EXERCISE PROMPT:
With the line containing "Class, locate every instance of the street" as the first and the final line of the entries as the last, repeat exactly the lines in that span, including both.

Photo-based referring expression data
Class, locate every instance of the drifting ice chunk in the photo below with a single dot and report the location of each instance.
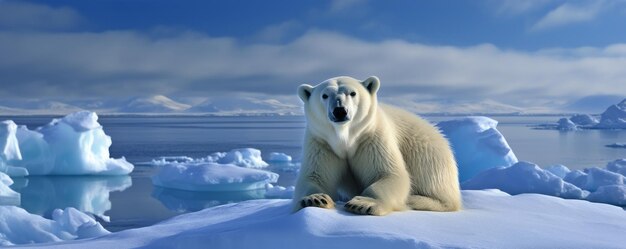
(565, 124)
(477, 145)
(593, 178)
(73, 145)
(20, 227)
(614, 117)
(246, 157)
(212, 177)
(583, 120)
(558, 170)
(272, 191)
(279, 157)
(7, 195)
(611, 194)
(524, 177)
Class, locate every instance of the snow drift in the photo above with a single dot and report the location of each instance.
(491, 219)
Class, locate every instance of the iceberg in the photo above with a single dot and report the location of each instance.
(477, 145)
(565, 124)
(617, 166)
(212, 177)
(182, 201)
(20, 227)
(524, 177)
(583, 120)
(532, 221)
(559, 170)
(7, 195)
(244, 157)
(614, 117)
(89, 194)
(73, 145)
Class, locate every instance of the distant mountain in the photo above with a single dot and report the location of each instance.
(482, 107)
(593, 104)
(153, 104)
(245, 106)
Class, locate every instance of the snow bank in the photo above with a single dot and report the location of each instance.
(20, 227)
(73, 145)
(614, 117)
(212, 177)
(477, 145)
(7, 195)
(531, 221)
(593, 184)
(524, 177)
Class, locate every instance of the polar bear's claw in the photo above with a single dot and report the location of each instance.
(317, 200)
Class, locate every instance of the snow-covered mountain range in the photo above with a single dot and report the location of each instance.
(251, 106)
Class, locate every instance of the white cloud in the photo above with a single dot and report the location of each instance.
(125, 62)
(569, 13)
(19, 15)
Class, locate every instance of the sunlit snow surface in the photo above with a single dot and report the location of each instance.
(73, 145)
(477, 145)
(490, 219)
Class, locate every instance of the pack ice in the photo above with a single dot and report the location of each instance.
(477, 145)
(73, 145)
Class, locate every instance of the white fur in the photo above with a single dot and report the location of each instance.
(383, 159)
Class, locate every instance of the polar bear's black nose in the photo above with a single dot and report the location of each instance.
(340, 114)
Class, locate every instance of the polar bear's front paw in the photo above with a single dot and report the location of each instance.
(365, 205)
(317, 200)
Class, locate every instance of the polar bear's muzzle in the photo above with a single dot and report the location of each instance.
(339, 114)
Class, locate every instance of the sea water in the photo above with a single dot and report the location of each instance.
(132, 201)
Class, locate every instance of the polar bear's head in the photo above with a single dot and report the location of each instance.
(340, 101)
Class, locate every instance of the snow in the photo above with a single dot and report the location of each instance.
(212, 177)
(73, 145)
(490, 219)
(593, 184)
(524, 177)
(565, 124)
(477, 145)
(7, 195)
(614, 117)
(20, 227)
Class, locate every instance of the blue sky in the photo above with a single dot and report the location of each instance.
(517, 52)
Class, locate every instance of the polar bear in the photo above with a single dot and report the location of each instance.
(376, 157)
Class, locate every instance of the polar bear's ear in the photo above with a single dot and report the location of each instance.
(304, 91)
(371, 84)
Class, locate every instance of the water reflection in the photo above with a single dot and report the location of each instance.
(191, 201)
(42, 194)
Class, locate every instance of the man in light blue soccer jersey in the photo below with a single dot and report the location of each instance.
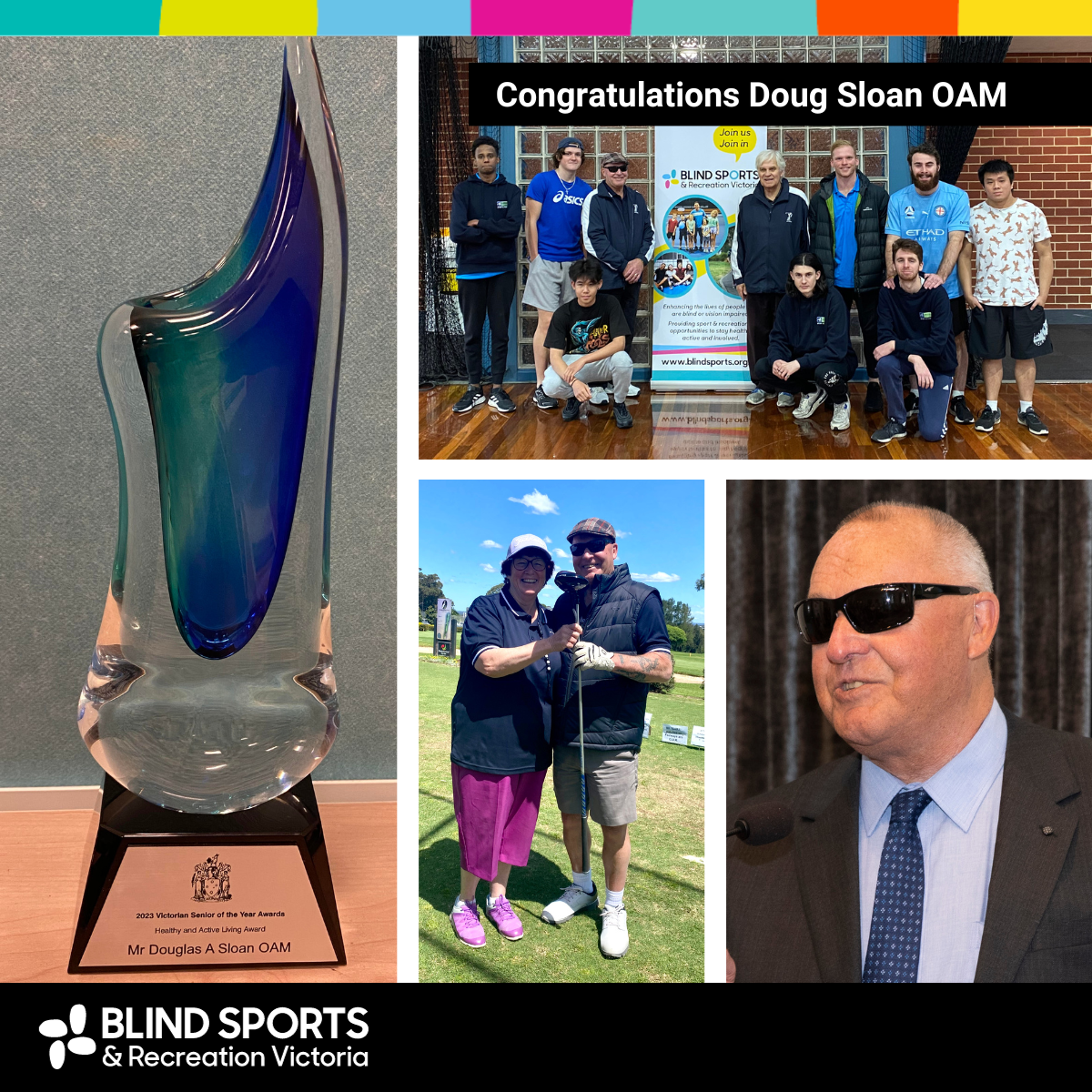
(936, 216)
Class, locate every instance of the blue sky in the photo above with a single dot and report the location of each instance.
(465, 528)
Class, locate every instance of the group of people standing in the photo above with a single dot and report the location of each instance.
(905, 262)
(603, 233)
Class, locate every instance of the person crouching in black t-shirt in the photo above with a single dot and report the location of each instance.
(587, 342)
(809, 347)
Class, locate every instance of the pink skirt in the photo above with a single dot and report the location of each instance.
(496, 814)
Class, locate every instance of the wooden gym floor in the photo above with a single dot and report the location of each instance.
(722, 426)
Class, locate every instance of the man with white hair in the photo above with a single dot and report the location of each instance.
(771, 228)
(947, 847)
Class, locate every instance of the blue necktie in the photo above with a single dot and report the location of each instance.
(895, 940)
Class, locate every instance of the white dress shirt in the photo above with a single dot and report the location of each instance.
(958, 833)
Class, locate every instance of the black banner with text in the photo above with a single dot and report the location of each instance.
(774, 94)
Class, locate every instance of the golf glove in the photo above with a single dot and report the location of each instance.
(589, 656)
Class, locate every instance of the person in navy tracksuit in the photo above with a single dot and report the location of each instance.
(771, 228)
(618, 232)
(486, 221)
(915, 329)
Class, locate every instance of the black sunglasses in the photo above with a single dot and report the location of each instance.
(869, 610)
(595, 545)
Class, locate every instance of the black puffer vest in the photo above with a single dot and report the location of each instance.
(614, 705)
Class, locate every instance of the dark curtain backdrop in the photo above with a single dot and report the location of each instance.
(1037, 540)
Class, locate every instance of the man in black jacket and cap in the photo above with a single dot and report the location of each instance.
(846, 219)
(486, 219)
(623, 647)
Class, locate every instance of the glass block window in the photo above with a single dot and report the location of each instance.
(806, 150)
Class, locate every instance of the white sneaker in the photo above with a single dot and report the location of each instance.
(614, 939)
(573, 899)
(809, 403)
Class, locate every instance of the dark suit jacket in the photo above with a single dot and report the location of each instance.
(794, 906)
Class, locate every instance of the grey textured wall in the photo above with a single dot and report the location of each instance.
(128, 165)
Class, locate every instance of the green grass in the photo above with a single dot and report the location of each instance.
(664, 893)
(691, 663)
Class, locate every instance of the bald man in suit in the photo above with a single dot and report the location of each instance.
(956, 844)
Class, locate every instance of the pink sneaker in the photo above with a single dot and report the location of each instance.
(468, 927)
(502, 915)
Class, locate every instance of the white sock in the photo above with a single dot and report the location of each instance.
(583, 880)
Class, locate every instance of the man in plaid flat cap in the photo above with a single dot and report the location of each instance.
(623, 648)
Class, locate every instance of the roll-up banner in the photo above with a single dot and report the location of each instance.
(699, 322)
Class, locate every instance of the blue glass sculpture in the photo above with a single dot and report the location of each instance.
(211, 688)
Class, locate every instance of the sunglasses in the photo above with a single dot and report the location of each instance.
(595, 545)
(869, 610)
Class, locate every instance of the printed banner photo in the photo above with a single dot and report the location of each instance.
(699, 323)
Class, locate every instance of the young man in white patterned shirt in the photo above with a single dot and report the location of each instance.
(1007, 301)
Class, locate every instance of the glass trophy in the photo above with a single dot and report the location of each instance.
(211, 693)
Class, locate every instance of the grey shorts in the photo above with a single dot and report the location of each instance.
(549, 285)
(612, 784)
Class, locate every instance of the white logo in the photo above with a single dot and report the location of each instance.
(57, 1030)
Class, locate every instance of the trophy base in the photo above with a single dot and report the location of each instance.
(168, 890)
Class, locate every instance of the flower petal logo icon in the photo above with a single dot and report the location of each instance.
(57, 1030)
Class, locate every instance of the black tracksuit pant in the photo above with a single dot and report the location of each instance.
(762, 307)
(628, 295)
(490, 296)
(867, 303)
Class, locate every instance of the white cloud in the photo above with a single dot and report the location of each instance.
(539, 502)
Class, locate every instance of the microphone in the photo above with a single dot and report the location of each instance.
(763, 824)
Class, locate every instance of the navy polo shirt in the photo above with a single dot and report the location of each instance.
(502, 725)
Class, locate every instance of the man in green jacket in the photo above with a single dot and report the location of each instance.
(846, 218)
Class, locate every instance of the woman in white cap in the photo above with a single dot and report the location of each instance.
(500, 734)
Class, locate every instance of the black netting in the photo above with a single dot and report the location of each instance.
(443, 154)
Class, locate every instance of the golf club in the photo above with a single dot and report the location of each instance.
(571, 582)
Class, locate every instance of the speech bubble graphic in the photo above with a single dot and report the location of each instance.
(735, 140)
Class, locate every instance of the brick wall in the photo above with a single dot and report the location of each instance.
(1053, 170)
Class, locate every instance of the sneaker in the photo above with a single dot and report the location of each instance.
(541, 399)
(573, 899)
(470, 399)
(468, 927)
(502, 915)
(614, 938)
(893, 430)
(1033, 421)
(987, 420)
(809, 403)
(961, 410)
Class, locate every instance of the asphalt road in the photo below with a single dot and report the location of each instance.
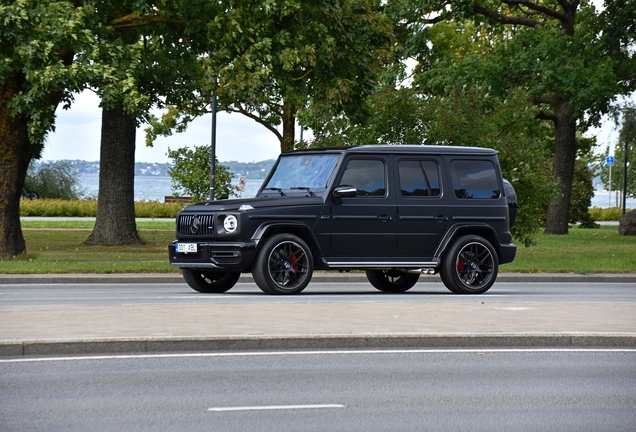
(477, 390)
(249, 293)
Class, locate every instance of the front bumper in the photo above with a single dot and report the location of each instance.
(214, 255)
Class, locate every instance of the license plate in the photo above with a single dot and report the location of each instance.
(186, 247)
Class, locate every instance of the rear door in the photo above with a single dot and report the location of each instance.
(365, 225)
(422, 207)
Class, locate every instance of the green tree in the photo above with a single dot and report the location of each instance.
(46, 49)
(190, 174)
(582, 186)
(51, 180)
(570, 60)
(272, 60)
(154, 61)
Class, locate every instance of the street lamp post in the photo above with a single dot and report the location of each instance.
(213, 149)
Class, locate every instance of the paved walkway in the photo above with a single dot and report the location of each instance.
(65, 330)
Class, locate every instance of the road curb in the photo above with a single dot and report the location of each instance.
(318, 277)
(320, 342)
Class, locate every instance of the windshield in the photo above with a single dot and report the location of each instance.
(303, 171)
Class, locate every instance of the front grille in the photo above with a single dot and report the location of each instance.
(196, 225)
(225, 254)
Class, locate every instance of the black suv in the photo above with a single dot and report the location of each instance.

SOLVED PROBLEM:
Class, locate every instance of the street lamp post in the photo above with a single dot and report the location of each instance.
(213, 149)
Class, locate every instance of the paved walkway in the photo above with a single dot and report the location of each instance.
(65, 330)
Class, locate every instance of the road curb in the photo above with a single dot and report the location of each instance.
(318, 277)
(320, 342)
Class, locate every instance of the windshield in the photo above with a single dot and report the location of each instance.
(303, 171)
Class, locate every instance of the front grille in the photo above with a single dot and report the location of each instance.
(196, 225)
(225, 254)
Class, locate every instance of the black suv in the photo above with a single dot and report the location of each instance.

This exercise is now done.